Every entry must be transcribed exactly. Pictures are not part of the copy.

Start of INPUT DATA

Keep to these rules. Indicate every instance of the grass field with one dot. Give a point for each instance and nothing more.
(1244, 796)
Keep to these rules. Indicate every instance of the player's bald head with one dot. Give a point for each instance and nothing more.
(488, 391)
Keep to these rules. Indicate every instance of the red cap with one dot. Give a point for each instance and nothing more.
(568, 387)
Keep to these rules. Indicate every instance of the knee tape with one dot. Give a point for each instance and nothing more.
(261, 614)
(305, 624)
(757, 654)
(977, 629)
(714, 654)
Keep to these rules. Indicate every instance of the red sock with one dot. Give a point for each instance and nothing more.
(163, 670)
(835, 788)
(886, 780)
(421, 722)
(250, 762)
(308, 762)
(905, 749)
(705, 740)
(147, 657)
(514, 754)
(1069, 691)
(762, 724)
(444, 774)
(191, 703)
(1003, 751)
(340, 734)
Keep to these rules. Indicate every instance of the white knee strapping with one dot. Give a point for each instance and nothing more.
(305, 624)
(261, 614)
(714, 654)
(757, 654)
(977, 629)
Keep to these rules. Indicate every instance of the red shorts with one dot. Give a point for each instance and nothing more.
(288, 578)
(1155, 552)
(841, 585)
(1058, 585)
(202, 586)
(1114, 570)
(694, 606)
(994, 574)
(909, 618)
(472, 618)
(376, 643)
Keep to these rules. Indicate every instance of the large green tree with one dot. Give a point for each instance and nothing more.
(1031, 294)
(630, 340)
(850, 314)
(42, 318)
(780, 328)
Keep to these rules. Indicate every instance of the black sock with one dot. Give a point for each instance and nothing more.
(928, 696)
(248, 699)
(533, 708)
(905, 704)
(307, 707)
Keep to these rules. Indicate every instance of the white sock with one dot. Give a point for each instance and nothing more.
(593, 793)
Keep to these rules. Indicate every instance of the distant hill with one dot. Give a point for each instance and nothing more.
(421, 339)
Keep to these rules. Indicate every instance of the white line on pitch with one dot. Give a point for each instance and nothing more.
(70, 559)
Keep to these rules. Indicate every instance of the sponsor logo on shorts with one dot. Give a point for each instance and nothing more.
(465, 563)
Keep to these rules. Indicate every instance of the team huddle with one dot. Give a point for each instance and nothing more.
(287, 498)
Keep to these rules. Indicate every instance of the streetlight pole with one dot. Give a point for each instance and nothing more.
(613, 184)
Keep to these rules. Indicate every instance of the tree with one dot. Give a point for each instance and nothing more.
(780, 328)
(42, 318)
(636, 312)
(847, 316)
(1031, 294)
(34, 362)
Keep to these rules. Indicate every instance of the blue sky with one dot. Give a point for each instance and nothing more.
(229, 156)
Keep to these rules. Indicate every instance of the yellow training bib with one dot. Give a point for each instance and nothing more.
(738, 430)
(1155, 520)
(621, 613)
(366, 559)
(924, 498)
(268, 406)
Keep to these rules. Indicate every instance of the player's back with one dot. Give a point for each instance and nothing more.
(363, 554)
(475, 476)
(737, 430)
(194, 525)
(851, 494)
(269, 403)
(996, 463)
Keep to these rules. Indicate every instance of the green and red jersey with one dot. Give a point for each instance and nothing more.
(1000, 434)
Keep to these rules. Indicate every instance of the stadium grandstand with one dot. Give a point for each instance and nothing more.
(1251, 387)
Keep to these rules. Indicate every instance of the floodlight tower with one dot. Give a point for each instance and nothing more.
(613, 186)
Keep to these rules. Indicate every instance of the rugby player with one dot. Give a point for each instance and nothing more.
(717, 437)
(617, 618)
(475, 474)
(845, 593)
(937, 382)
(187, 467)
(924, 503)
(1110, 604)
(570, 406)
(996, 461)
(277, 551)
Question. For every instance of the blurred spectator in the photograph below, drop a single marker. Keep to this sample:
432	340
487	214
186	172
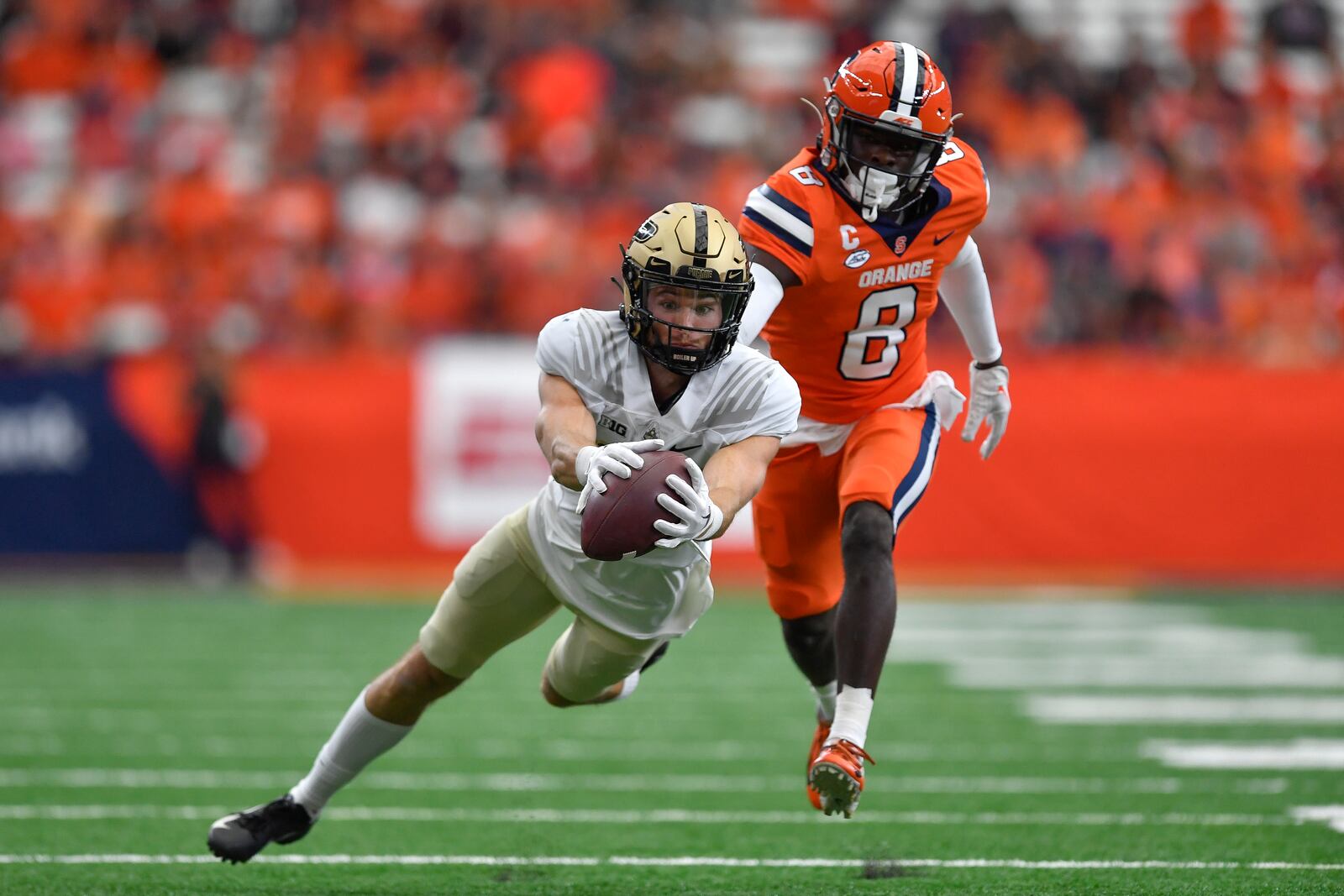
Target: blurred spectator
1299	24
313	175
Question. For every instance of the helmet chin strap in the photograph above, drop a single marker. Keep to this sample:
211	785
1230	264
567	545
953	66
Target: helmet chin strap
877	191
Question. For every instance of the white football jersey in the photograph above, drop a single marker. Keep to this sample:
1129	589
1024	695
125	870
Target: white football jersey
663	593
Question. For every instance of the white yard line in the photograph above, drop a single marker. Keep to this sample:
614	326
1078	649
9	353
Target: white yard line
669	862
1182	710
1332	815
1299	754
658	815
1260	672
188	778
580	750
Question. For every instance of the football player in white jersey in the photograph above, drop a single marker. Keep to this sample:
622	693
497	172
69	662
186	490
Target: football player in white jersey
663	369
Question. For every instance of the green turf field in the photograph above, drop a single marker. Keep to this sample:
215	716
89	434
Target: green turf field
1167	746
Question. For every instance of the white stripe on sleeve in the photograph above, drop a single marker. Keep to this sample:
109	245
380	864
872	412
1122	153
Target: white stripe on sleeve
759	203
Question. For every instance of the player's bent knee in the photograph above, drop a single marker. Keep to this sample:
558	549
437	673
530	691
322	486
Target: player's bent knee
867	530
417	679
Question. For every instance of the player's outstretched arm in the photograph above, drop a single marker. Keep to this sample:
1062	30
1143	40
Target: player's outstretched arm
772	277
965	291
564	427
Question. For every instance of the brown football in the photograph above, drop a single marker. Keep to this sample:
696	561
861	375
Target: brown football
618	523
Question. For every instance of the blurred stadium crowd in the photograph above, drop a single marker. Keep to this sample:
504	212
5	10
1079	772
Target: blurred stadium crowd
307	175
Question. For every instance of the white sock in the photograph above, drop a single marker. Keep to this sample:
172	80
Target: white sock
853	707
360	739
628	685
826	699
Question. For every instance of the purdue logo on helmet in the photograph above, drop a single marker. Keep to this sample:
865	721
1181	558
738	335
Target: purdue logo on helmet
694	250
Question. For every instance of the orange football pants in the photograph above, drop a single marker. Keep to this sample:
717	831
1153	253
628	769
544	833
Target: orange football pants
887	458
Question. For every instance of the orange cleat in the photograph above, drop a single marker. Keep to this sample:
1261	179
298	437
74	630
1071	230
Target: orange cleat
817	741
837	775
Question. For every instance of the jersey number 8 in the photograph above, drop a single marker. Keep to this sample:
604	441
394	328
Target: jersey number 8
873	348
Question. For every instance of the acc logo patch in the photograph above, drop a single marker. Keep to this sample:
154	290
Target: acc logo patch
645	231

End of INPUT DATA

• ANSWER
Keep to these rules. Indicate every instance of the grass field with one dot. Give a point for each instance and nothing more.
(1244, 796)
Keep to these rules. Indicate every instance of the player's bald head with one dot. Give a point for each instance and nothing more.
(488, 391)
Keep to these rules. Indicate every instance of the red cap with one dot. Give a point for each instance and nothing more.
(568, 387)
Keep to these rules. Indicate every instance of the knee tape with one dot. Give a point for each instance and nothing more.
(261, 614)
(305, 624)
(757, 654)
(977, 629)
(714, 654)
Keep to these rules. Indicate every instance of the red sock with one dot. Give a point for each instance and nothing more.
(163, 670)
(835, 788)
(886, 780)
(421, 722)
(250, 762)
(308, 762)
(905, 749)
(705, 740)
(147, 657)
(514, 754)
(1069, 691)
(762, 724)
(444, 774)
(191, 703)
(1003, 751)
(340, 734)
Keep to these rules. Indicate every instance of the white knee strapping with one dot. Give a point for each instance and nothing more.
(305, 624)
(261, 614)
(714, 654)
(757, 654)
(977, 629)
Keep to these rules. Indicate every instance of the red shorts with one dot. Give a point for each instance and nothing more.
(288, 578)
(1155, 552)
(841, 585)
(1058, 585)
(202, 586)
(1114, 570)
(694, 606)
(994, 574)
(909, 618)
(472, 618)
(376, 643)
Keep to these rules. Indicate every instance of the large green tree with one dot. Give a point for each instance and nothing more.
(1031, 294)
(630, 340)
(850, 314)
(42, 318)
(780, 328)
Keep to these rules. Indicate every instance of the black sock with one dot. Give a point for each instance and nothing more.
(928, 696)
(248, 699)
(533, 708)
(905, 704)
(307, 707)
Keep to these rules. Indicate every instance of the white sock with one dot. Give a point for each instance and nothing more.
(593, 793)
Keep to these rules. Indicate every instance of the distant hill with one dot. Give a point for each instance and nothing more.
(421, 339)
Keep to these rules. Indicate every instance of the white line on pitch with one dot. Give a point for each instance and nothing more.
(70, 559)
Keep to these rules. Indicate every instance of the sponsor logo on shorts with one dot. Give a point for each instance and nothing more.
(465, 563)
Keep to these rules. Indicate every instance of the team huddle with one dot. Give a point for each instance and nothing more.
(287, 498)
Keep to these rules. Indicate every instance of the streetlight pole with one dot. Give a point for each instance and nothing more.
(613, 184)
Keep to these rules. Indicate every instance of the tree with one dot. Give a point for each instance and nothing more.
(780, 328)
(42, 318)
(636, 312)
(847, 316)
(1031, 294)
(34, 362)
Keep to these rules. Indicate every instance of the blue sky with one dot. Give a point for each instance and nothing more.
(229, 156)
Keep to these rules. Indicate every instance of the yellow training bib with one dot. Give a point for each instance and nothing more.
(738, 430)
(1155, 520)
(621, 613)
(366, 559)
(924, 498)
(268, 406)
Keep to these rules. Indicate every instance of the player's back with one dot. Give a point for each instance and nothing more.
(363, 554)
(475, 476)
(737, 430)
(194, 525)
(851, 494)
(269, 403)
(996, 463)
Keep to these rules. Indicate every instance of the green and red jersey with one dot. Give a point for each instance and nothing more.
(1000, 434)
Keep to these rules. Indicate every instance of the stadium grandstand with one dot. Give a point for each instance and nothing more.
(1251, 387)
Keep to these rules. Indicate every instance of the floodlight tower with one dot. Give a point for each instance and nothing more.
(613, 186)
Keep to these rules. Indicate every instance of the rugby player with one dot. Give a point for each instance and nothing more.
(717, 437)
(617, 618)
(475, 474)
(845, 593)
(937, 382)
(187, 467)
(924, 503)
(1110, 604)
(570, 406)
(996, 461)
(277, 551)
Question. For every instance of the blurred spectator in the photograph below, drop a single marker. Keep to this sample:
432	340
487	214
186	172
Target: blurred spectator
1299	24
313	175
Question. For every instance of the helmet chin strap in the photograph above, drop a single marker. Keep to this sample:
211	785
1230	264
567	545
953	66
Target: helmet chin strap
877	191
Question. For every instance of the white football jersey in the photograph above, drop a single marker. Keep to this sample:
1129	589
1024	695
125	870
Target: white football jersey
663	593
Question. For every instance of the white yard line in the photograph above, drop a single marker. Keep to this sample:
614	326
1078	649
9	353
Target: white yard line
669	862
1182	710
1332	815
1299	754
658	815
1260	672
188	778
580	750
Question. For every instance of the football player in white jersey in the photograph above, drop a single marker. Keep to this sample:
622	693
497	172
69	662
186	490
Target: football player in white jersey
663	369
Question. For every instance of the green turf field in the photograph above, drop a single marker. Keep to this sample:
215	716
89	434
Target: green turf field
1167	746
Question. For every instance of the white stripe on sleeve in the photograph above, drop a single marker. Keep to this sample:
109	245
380	864
872	412
1122	153
Target: white stripe on sleeve
759	203
Question. For every instance of the player's bent knee in the photograph above, drop a single marker. Keep to this sample:
558	549
437	673
530	691
322	486
Target: player's bent knee
867	530
417	679
Question. For every instance of the player's outstretched arm in the photograph above, drop a single marker. Keep to this sample:
1062	30
1143	40
Target: player's outstretched arm
772	277
965	291
564	427
Question. For every instance of the brown football in the photograph above, drop a single marker. Keep to this sample:
696	561
861	375
Target: brown football
618	523
Question. For every instance of the blurred stadium crowd in the photograph above, drop a single marker. Keep to this sample:
504	212
5	10
1079	772
Target: blurred stadium crowd
307	175
Question. For every instance of the white sock in the photograph above, drop a single marker. Keep to this sample:
172	80
Target: white sock
853	707
360	739
628	685
826	699
Question. For every instance of the purdue logo on helmet in the photograph above, drop a single marker. Keep to this sample:
865	721
1181	558
738	335
Target: purdue logo on helmet
694	250
Question. For every instance of the orange football pants in the photograph above, drop a single marker. Keep to this sample:
717	831
1153	253
628	769
544	833
Target: orange football pants
887	458
Question. For every instance of the orange cleat in the photograph above, drop a single marker. Keep to this sample:
1261	179
298	437
74	630
1071	230
Target: orange cleat
817	741
837	775
Question. For every instance of the jersey number 8 in the photograph above, drop a single marker. Keep to this sample:
604	441
394	328
Target: jersey number 8
873	348
Question. For every instance of the acc logo patch in the photograph above, drop a single marker. Keep to this sample:
154	290
Target: acc logo patch
645	231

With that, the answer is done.